Work instruction:
Whatever the records say, repeat them exactly as given.

Segment Start: Records for the exercise

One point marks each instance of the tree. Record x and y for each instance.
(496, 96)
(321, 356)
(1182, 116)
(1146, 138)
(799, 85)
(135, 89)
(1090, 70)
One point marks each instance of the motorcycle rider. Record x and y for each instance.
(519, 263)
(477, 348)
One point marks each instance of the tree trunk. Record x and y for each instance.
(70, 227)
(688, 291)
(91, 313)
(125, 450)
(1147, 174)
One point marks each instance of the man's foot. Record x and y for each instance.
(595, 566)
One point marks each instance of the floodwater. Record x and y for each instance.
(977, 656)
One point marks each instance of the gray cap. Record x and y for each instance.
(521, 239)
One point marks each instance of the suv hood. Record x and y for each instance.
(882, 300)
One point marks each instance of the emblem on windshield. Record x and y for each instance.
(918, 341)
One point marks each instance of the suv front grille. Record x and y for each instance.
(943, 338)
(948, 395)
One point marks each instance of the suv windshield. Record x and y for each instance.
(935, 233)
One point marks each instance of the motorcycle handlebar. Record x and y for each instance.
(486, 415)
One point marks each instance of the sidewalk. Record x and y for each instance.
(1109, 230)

Segment End: Records for the exercise

Task response:
One point marks each instance of the tree. Record x and y for each instance.
(496, 96)
(321, 356)
(1182, 116)
(1146, 138)
(799, 85)
(135, 89)
(1090, 70)
One point marks each instance of the motorcycle rider. Record x and y for each instance.
(519, 263)
(477, 348)
One point marks each instance of the tree trunk. Record x and y for each instance.
(70, 227)
(688, 291)
(91, 313)
(125, 450)
(1147, 174)
One point marks each instance of the man's foot. Record x and y for each instance.
(595, 566)
One point marks each instance of the floodwater. Record x and y for each instance.
(977, 656)
One point marks each instance of the gray cap. Record x and y for each instance.
(521, 239)
One point marks each instance of the suv hood. Record x and y for each instance.
(882, 300)
One point marks each instance of the emblem on windshield. Record x and y for each instance.
(918, 341)
One point marks each instance of the suv front grille. Record x and y for each instance.
(943, 338)
(948, 395)
One point marks each instance of the suv windshield. Record x and y for each instance.
(935, 233)
One point marks each instance of the motorcycle handlebar. Record x and y for each instance.
(486, 415)
One point marks each instance of the sidewalk. Record x and y for each instance.
(1109, 230)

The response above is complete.